• _ÉNONCÉ_: Indiquez si chacune des affirmations suivantes concorde avec l'article sur les cryptomonnaies au Maroc, en répondant par oui ou par non et en citant les mots décisifs du texte : (a) le nombre de détenteurs de cryptomonnaies au Maroc a augmenté de 60 % en cinq ans ; (b) la mise en garde de 2017 a été publiée par Bank Al-Maghrib seule ; (c) l'interdiction officielle des cryptomonnaies a déjà été levée au Maroc.

• _TEXTE SOURCE_:

***

Cryptomonnaies au Maroc : interdites mais inévitables ?

Avatar de Ilyasse Rhamir
Temps de lecture :

Cryptomonnaies au Maroc : interdites mais incontournables ?Image d’illustration. © DR

A
A
A
A
A

Longtemps considérées comme un phénomène de niche, les cryptomonnaies ont progressivement gagné du terrain au Maroc. En l’espace de cinq ans, le nombre de Marocains impliqués dans le trading de ces actifs numériques a bondi de 60%, atteignant environ 6 millions de détenteurs en 2024. Et ce, malgré l’interdiction officielle, encore présente pour l’instant, qui pèse sur leur usage dans le pays. Quels sont les moteurs de cette adoption croissante ? Quels risques et opportunités ces actifs offrent-ils aux investisseurs marocains ?

En 2017, Bank Al-Maghrib (BAM) et l’Autorité marocaine du marché des capitaux (AMMC) publiaient une mise en garde formelle contre l’usage des cryptomonnaies, les qualifiant d’illégales sur le territoire national. Pourtant, malgré cette interdiction, les Marocains n’ont cessé de se tourner vers ces actifs numériques. En cinq ans, le pays a enregistré une augmentation de 60% du nombre de détenteurs de cryptomonnaies, passant de 3,6 millions en 2019 à environ 6 millions en 2024.

***

• _DONNÉES SOURCES_:
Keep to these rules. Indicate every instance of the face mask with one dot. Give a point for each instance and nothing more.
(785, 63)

***

• _CORRIGÉ_:
(a) Oui : « le pays a enregistré une augmentation de 60% du nombre de détenteurs de cryptomonnaies, passant de 3,6 millions en 2019 à environ 6 millions en 2024 ».
(b) Non : « En 2017, Bank Al-Maghrib (BAM) et l’Autorité marocaine du marché des capitaux (AMMC) publiaient une mise en garde formelle ».
(c) Non : « malgré l’interdiction officielle, encore présente pour l’instant ».